In order to achieve the above object, the present invention provides an impact-resistant vacuum interface valve, which comprises a valve body and a piston diaphragm located in the valve body, wherein a first outlet and a first inlet are provided on the valve body, and the impact-resistant vacuum interface valve is characterized in that: the opening at the upper end of the piston diaphragm is connected with the top wall of the valve body in a sealing way, so that a closed damping cavity is formed; the vacuum interface valve further comprises a damping system and a vacuum driving system; the damping system comprises damping liquid, a damping liquid chamber for storing the damping liquid, and a first one-way valve and a second one-way valve for controlling the flow direction of the damping liquid; a driving diaphragm is arranged in the vacuum driving system and is fixedly connected with the piston diaphragm through a connecting rod; the damping cavity is filled with the damping liquid, when the piston diaphragm expands to cut off the first outlet and the first inlet, the damping liquid flows into the damping cavity from the damping liquid chamber through the first one-way valve, and when the piston diaphragm contracts to communicate the first outlet and the first inlet, the damping liquid flows back into the damping liquid chamber from the damping cavity through the second one-way valve.

- GIVEN INFORMATION
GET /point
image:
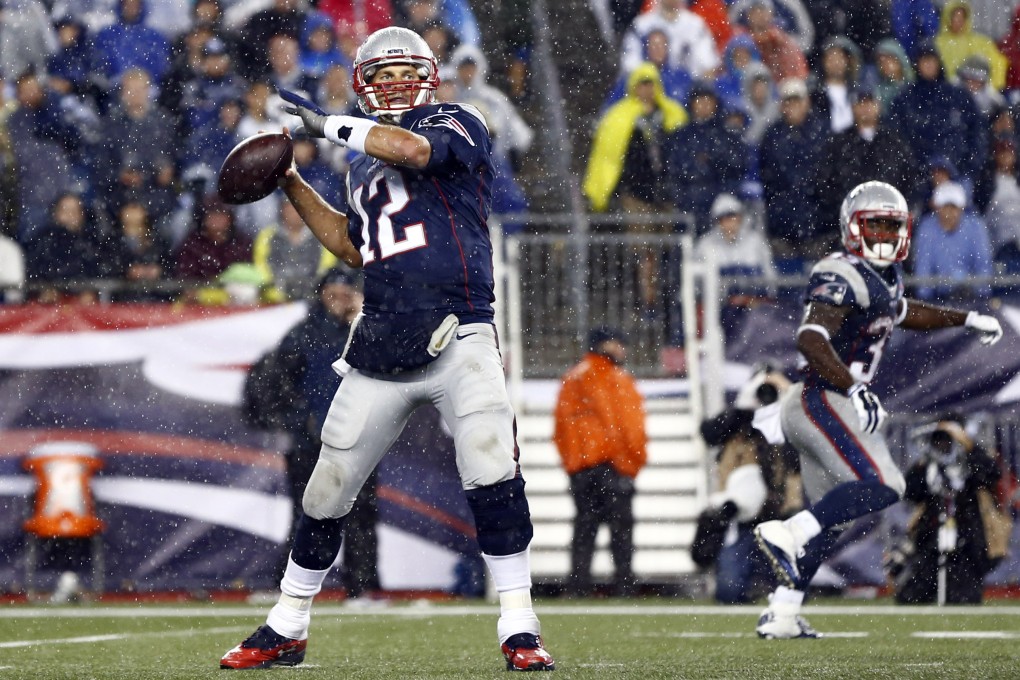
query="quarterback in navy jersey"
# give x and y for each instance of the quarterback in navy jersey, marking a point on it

- EXERCISE INSTRUCTIONS
Please answer from the valve description above: what is the driving diaphragm fixedly connected with, and through what part?

- FULL OUTPUT
It is fixedly connected with the piston diaphragm through a connecting rod.